EXERCISE DESCRIPTION:
Copy the records below, from the line containing "Guideline: the keypoint for each instance of the escalator step" through the last line; leave out pictures.

RECORD EXCERPTS:
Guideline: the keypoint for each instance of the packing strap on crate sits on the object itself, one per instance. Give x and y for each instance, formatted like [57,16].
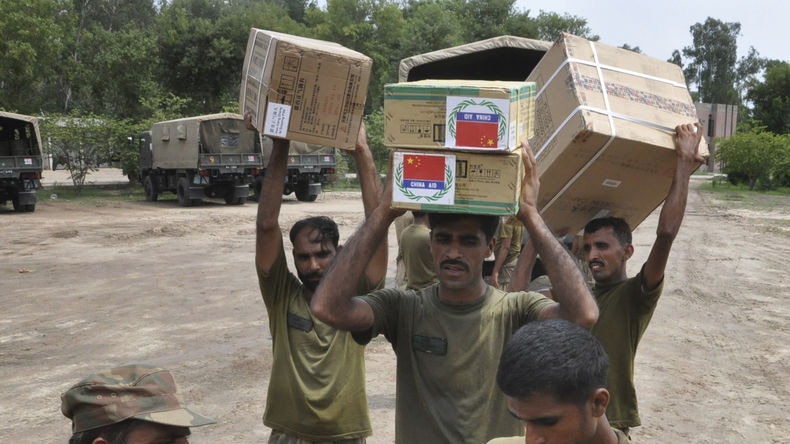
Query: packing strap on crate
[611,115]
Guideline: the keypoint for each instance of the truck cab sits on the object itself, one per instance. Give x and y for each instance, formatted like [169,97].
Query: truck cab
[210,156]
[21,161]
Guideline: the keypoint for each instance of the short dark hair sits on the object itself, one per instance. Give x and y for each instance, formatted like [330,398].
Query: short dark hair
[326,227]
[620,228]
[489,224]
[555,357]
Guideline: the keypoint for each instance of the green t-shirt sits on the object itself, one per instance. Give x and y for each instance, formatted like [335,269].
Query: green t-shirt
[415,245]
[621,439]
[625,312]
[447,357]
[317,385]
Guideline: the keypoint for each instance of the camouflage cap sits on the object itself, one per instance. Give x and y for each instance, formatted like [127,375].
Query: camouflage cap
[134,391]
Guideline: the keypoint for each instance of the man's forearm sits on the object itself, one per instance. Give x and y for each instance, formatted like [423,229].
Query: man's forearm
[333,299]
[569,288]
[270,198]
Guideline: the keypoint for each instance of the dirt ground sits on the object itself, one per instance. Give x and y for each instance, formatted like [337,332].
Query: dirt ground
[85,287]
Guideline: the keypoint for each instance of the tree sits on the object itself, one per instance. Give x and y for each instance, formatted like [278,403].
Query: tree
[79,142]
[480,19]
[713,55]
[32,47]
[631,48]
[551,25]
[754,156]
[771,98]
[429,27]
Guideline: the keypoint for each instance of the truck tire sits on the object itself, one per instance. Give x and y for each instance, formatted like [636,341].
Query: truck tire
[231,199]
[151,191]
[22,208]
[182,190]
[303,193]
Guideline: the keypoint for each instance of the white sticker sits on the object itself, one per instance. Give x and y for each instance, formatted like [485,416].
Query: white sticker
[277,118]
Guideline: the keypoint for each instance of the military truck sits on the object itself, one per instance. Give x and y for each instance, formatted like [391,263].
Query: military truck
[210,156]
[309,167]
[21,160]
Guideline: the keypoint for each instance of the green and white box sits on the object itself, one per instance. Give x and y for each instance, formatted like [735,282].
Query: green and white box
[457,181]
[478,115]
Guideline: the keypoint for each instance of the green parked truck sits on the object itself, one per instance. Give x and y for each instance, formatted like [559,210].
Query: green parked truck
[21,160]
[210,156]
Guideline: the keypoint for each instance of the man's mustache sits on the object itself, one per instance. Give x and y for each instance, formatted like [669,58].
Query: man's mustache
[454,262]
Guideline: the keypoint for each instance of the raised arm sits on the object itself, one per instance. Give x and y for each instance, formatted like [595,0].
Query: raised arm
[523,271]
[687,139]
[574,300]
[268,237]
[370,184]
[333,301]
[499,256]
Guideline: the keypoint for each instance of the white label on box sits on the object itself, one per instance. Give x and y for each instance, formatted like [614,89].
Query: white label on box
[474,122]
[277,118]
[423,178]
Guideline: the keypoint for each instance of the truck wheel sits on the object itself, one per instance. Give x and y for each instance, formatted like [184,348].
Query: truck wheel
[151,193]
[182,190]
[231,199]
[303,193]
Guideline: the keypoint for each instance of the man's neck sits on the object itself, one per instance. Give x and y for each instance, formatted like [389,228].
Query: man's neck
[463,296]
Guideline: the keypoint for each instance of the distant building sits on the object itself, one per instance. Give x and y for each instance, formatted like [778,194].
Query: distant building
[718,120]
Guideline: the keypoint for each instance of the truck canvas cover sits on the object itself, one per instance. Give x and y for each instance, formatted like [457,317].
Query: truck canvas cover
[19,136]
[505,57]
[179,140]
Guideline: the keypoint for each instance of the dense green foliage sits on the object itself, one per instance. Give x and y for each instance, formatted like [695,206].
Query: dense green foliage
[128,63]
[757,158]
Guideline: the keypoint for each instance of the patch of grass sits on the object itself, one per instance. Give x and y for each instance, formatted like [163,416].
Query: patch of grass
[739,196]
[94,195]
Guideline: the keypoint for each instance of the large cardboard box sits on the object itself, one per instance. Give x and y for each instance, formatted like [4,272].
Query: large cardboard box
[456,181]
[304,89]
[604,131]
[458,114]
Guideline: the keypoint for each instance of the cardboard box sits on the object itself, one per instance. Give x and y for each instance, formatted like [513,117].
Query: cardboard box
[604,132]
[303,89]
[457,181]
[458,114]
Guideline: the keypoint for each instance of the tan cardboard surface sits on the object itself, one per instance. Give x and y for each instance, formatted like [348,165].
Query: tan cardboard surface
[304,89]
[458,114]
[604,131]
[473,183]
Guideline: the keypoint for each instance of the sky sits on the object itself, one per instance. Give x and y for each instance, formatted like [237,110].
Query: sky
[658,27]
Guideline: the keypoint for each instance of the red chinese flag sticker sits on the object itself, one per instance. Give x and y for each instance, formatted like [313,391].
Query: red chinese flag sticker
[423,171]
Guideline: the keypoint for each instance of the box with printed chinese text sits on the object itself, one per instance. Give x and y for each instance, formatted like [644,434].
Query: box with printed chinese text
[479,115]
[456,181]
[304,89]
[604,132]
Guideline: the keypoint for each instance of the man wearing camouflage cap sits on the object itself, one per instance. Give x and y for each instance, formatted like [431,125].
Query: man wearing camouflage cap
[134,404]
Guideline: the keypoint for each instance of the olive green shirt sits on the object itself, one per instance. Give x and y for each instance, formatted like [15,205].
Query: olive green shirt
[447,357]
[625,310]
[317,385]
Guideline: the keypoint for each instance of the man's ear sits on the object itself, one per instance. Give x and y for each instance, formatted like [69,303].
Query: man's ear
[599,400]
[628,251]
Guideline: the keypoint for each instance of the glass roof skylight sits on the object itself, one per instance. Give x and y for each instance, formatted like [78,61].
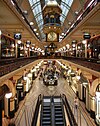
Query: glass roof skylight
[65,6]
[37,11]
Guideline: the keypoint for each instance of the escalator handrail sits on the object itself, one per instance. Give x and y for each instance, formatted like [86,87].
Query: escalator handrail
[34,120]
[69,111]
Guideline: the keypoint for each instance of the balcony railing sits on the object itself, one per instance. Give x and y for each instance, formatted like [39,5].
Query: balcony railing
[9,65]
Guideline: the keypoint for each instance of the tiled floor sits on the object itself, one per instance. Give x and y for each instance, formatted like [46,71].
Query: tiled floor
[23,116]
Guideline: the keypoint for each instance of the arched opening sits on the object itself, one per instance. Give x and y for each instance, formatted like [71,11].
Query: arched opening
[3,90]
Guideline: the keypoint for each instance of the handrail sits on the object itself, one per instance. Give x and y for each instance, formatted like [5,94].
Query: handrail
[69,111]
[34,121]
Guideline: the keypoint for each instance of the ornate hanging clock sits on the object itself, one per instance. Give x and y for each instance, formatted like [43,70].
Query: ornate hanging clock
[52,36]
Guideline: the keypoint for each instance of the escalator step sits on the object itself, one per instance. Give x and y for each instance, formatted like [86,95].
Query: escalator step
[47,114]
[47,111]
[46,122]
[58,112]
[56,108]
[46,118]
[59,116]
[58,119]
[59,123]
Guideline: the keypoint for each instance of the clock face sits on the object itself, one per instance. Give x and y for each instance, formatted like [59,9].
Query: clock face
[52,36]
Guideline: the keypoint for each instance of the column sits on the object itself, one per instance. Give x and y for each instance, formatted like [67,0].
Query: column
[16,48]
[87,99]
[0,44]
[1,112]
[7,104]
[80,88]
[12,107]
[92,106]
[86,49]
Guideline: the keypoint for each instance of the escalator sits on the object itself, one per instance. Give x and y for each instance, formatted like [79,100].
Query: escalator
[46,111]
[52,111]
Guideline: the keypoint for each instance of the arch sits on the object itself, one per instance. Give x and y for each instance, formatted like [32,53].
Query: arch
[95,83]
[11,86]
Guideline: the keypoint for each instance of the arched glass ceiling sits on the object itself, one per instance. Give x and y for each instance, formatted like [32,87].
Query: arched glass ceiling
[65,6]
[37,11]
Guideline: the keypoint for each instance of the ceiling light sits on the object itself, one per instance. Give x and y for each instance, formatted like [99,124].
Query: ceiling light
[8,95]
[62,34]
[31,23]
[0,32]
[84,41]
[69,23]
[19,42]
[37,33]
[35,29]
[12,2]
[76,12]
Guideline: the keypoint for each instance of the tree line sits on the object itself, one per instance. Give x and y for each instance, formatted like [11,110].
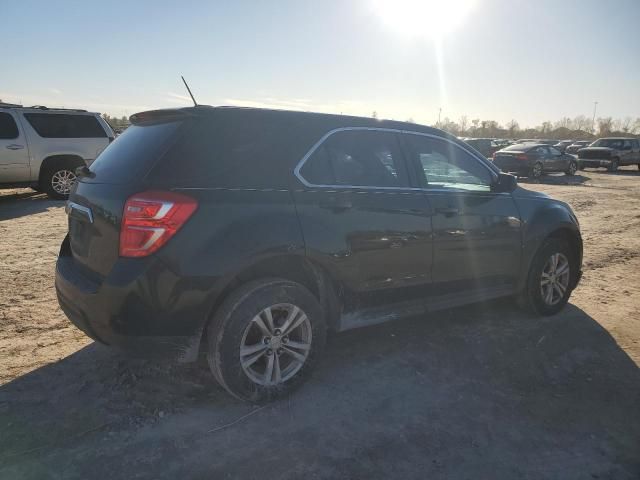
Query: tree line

THE RESULT:
Guideline: the keypoint for each instance of the escalator step sits on the object itself, one per instance. Give x and y for each instance, formatted like [86,95].
Query: escalator step
[47,114]
[47,111]
[46,122]
[58,112]
[56,108]
[46,118]
[59,116]
[58,119]
[59,123]
Guideline: the keypoint for each instance of the clock face sits on the object itself, one per instance. Give x and y for each instance, formatted like [59,9].
Query: clock face
[52,36]
Guideline: the keypoint for each instance of the column sits on the object itself, one per instance. Give x and y for each instance, formatted like [67,0].
Query: column
[16,48]
[87,99]
[0,44]
[1,112]
[7,104]
[80,88]
[12,107]
[92,106]
[86,49]
Guideline: the keypoint for each instance of the escalator sits on the object itself, one per instance. Give x and y for each instance, formatted like [79,100].
Query: escalator
[46,111]
[52,111]
Guideline: the keypoint for each instance of the arch sits on the object itself, one per instance. Give x and y for each instance, formatted like [32,53].
Query: arch
[95,83]
[11,86]
Guideline: the keypoint for each instance of the arched glass ceiling sits on the object itself, one per instance. Give x and y for each instance, formatted like [32,87].
Query: arched glass ceiling
[65,6]
[37,11]
Guideline: the keypoint for each instance of the ceiling light sits on the object itself, one per instance. Give x and y for each instance, formatted like [99,124].
Query: ceiling light
[8,95]
[62,34]
[31,23]
[0,32]
[84,41]
[69,23]
[19,42]
[37,33]
[35,29]
[12,2]
[76,12]
Guideline: the keypoint for each instance of the tree line sits on the object itself, one per instance. Give x and y for each instance, formatted like [11,110].
Query: tree line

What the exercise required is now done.